+++ TEXTE FOURNI +++
Dans l’État de Borno dévasté par les actions terroristes du groupe djihadiste nigérian Boko Haram, les humanitaires font état de milliers de disparitions chez les enfants de sexe masculin : « Nous savons que plus de 10 000 garçons ont été enlevés par Boko Haram au cours des trois dernières années », affirme Oxfam.

Selon l’ONG britannique, bon nombre d’hommes adultes manquent également à l’appel : « Lorsque nous nous rendons dans les camps, la plupart des gens que nous voyons sont des femmes et des enfants, surtout des filles », explique Fausto Aarya De Santis, coordinateur régional d’Oxfam au Nigeria. « C’est une société polygame et lorsqu’un homme est tué, détenu ou enlevé, il ne laisse pas seulement une, mais trois ou quatre femmes derrière lui, avec leurs enfants. »
+++
- _EXERCICES PROPOSÉS_
(1) Indiquez si chacune des affirmations suivantes concorde avec le texte sur Boko Haram, en répondant par oui ou non et en citant les mots du texte qui tranchent :
(a) Oxfam affirme que plus de 10 000 garçons ont été enlevés par Boko Haram en trois ans.
(b) Dans les camps, la plupart des personnes rencontrées sont des hommes adultes.
(c) Selon le coordinateur d’Oxfam, un homme tué, détenu ou enlevé ne laisse qu’une seule femme derrière lui.
(2) Poursuivez le texte sur les enlèvements commis par Boko Haram dans l’État de Borno à partir de l’endroit où il s’arrête.
+++ DONNÉES FOURNIES +++
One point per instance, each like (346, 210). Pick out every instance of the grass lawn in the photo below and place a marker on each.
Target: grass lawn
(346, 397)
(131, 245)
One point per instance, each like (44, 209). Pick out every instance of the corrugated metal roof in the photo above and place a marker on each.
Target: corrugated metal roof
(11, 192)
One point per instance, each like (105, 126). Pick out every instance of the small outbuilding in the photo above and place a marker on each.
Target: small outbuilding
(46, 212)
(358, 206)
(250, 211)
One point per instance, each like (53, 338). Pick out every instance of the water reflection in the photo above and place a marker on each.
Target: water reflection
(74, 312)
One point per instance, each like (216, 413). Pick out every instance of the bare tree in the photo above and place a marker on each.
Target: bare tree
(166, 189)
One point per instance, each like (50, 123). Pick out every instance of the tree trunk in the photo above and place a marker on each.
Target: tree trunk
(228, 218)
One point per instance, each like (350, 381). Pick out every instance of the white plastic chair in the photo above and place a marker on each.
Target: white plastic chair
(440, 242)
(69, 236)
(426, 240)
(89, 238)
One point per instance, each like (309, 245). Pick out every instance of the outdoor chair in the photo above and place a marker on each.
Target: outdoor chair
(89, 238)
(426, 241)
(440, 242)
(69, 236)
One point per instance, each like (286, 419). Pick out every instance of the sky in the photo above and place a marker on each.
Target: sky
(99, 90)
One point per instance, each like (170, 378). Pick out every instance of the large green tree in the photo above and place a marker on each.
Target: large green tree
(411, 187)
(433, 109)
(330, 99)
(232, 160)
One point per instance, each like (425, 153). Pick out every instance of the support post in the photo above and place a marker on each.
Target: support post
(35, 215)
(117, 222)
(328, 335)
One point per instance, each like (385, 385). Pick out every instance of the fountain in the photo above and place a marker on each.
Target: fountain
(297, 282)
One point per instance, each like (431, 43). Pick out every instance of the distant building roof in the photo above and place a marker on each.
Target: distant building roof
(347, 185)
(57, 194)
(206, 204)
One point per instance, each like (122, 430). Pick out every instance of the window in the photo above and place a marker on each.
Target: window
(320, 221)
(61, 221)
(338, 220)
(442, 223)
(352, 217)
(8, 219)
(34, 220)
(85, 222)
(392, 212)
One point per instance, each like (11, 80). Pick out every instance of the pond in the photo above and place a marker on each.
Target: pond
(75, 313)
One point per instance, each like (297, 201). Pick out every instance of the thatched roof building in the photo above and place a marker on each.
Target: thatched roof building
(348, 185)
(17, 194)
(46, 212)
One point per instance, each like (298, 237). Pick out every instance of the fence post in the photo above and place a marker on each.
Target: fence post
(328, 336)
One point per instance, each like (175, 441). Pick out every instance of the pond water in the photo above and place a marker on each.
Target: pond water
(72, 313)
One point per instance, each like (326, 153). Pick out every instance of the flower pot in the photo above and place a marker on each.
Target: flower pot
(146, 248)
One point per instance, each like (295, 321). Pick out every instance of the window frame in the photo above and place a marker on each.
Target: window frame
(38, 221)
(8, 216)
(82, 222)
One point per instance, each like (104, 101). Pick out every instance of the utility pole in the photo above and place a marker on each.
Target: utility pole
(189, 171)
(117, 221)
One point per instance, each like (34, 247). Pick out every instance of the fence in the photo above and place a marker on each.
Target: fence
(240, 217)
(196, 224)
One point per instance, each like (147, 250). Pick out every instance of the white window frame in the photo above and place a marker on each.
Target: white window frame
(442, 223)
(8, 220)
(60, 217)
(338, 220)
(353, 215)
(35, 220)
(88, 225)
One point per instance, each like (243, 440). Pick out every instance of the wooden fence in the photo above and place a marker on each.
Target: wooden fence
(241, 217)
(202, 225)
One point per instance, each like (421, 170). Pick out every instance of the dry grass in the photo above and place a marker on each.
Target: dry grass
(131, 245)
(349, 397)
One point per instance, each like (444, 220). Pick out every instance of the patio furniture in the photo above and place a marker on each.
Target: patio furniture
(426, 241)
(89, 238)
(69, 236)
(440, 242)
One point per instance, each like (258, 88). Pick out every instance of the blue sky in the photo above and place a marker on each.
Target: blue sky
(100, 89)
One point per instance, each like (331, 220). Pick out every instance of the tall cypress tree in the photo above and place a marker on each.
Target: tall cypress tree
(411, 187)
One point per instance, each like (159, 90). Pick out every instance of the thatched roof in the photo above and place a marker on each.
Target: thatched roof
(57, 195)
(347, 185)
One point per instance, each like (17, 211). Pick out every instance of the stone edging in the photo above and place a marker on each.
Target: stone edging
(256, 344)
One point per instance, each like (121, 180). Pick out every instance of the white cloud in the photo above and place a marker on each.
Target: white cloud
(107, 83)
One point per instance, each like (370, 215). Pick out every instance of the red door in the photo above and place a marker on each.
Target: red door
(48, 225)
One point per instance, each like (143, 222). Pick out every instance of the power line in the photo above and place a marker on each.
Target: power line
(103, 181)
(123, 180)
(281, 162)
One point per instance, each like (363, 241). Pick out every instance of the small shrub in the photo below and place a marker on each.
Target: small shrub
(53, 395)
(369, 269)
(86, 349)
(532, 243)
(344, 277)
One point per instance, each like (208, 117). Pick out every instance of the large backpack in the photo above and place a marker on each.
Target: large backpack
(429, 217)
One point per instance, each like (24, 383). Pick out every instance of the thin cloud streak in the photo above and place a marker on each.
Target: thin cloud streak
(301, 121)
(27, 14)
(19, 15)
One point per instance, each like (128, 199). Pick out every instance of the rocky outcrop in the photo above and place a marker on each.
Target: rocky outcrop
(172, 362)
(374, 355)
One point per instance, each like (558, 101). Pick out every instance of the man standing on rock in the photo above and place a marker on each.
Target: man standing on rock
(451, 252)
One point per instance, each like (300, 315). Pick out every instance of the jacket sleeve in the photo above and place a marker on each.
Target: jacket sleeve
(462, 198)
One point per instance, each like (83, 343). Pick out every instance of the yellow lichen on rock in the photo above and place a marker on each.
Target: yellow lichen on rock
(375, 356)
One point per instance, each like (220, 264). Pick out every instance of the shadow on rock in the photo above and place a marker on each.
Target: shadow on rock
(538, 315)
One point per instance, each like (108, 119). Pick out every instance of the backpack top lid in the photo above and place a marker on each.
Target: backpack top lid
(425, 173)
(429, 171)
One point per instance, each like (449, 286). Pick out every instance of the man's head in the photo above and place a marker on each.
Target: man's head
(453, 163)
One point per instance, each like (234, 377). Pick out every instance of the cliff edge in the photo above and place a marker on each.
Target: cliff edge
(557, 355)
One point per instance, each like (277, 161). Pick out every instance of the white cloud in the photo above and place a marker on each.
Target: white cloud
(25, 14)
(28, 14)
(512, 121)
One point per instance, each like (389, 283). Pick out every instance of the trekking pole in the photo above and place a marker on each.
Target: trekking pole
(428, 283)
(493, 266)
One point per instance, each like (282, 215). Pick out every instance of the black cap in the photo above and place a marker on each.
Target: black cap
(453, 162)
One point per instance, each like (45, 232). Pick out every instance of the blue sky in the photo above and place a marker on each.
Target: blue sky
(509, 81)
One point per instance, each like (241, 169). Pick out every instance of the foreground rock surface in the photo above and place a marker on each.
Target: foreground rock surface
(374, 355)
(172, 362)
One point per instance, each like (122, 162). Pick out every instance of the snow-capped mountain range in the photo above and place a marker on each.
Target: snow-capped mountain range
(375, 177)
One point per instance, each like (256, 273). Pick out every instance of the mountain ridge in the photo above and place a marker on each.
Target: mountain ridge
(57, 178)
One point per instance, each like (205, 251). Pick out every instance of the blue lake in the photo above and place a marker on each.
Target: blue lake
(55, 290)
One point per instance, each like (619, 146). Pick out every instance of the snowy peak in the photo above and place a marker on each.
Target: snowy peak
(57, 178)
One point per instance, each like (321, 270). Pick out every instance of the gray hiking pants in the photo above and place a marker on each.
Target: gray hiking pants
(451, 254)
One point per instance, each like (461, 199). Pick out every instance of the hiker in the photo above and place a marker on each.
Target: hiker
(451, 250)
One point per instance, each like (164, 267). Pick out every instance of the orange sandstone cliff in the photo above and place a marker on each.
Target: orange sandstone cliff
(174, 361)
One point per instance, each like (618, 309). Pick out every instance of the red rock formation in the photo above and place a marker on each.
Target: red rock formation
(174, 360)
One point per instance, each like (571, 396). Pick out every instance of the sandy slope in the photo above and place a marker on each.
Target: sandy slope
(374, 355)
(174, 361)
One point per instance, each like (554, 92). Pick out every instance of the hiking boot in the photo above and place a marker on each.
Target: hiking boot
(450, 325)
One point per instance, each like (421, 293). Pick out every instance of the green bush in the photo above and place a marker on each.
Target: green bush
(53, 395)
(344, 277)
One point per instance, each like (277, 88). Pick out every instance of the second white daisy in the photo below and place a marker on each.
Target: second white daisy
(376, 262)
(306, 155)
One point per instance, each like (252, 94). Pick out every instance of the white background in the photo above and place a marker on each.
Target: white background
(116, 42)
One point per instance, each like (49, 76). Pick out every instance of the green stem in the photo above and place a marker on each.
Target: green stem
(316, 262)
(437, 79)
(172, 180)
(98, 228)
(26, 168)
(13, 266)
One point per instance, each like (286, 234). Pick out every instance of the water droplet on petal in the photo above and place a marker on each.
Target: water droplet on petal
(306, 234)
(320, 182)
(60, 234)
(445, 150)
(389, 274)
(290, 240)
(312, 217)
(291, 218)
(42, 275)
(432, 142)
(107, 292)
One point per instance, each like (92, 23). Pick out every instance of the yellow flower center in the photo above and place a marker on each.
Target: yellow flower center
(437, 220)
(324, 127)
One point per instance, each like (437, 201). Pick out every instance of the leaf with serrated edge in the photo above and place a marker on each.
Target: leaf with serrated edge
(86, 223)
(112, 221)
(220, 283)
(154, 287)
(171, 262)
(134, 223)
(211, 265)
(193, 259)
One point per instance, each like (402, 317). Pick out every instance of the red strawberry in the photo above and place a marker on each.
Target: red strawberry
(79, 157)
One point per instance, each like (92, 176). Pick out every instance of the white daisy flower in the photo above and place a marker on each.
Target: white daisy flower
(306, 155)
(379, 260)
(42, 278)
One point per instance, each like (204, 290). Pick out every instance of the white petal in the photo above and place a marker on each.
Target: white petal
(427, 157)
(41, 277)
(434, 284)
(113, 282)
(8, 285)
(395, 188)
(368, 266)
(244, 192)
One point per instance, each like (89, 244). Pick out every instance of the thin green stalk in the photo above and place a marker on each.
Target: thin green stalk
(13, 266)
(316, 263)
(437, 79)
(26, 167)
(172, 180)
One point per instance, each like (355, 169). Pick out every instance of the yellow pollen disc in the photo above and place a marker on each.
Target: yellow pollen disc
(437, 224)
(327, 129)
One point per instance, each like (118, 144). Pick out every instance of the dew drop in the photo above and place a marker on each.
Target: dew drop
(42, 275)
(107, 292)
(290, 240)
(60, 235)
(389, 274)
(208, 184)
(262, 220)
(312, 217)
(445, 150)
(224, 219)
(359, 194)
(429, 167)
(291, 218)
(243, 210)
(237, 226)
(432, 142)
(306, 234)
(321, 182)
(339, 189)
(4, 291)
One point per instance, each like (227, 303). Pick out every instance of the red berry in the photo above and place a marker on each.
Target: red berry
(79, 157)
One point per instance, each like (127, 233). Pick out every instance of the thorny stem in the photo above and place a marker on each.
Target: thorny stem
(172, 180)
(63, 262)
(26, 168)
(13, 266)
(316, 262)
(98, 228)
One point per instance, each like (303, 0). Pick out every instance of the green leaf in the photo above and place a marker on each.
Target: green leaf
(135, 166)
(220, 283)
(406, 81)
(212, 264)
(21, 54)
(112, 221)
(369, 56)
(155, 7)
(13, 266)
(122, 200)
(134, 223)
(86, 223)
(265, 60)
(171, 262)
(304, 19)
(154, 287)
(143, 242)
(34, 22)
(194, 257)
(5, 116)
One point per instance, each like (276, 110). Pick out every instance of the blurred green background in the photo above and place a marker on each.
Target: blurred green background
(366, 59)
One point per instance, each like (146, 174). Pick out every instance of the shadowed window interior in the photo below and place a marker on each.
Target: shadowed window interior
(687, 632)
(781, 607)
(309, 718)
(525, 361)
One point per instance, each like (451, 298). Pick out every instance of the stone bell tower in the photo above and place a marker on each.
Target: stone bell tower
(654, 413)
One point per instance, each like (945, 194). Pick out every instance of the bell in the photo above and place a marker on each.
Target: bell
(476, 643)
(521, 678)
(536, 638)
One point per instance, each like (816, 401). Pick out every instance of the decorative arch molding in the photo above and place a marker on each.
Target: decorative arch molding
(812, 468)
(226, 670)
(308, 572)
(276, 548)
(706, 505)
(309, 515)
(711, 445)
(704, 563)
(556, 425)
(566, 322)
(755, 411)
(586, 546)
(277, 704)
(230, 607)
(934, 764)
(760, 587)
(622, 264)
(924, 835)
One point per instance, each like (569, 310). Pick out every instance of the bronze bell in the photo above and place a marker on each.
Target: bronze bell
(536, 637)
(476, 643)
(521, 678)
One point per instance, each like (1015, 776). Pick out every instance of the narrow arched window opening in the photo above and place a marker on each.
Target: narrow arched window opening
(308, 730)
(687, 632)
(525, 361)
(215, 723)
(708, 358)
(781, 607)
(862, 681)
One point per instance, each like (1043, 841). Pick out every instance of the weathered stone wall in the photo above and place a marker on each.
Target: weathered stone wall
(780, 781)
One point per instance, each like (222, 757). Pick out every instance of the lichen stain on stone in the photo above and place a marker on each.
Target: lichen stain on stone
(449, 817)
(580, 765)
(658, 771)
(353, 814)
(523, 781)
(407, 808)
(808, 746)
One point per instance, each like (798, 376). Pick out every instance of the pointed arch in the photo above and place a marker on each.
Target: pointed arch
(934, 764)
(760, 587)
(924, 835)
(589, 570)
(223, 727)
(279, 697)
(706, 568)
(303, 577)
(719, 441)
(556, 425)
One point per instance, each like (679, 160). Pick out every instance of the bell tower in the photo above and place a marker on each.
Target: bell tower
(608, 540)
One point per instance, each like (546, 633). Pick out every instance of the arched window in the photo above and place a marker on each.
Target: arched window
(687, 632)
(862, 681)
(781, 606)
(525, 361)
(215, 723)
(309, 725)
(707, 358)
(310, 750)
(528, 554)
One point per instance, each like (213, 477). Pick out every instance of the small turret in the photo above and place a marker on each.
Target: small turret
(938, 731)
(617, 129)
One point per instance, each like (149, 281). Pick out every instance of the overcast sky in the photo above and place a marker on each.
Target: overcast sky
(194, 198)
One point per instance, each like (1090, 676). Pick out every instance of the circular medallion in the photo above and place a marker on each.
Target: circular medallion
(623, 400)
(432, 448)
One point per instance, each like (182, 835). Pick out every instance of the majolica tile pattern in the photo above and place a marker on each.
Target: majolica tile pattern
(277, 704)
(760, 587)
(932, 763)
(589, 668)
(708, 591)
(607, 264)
+++
- _CORRIGÉ DES EXERCICES_
(1)
(a) Oui : « plus de 10 000 garçons ont été enlevés par Boko Haram au cours des trois dernières années »
(b) Non : « la plupart des gens que nous voyons sont des femmes et des enfants, surtout des filles »
(c) Non : « il ne laisse pas seulement une, mais trois ou quatre femmes derrière lui »

(2)
Besoin d’enfants pour former de futurs djihadistes

À Farm Center, un camp de personnes déplacées à Maiduguri, la capitale de l’État de Borno, on compte 65 % de filles pour seulement 35 % de garçons, sur un total de presque 8 000 enfants. Chez les adultes, le constat est similaire : 67 % de femmes pour 33 % d’hommes sur un total d’environ 5 700 adultes. La situation est la même dans la plupart des autres camps et communautés de personnes déplacées au nord-est du Nigeria, comme le résume Oxfam : « Dans la plupart des endroits, les hommes et les garçons semblent avoir tout simplement disparu ».

Le groupe terroriste Boko Haram pourrait avoir kidnappé ces enfants dans le but de les façonner en apprentis djihadistes et d’assurer la relève, à l’image de l’État islamique qui séquestre et transforme de jeunes recrues en soldats. Mais le groupe n’a jamais communiqué à ce sujet ni publié de vidéo de propagande prouvant que ces garçons étaient bel et bien entre ses mains.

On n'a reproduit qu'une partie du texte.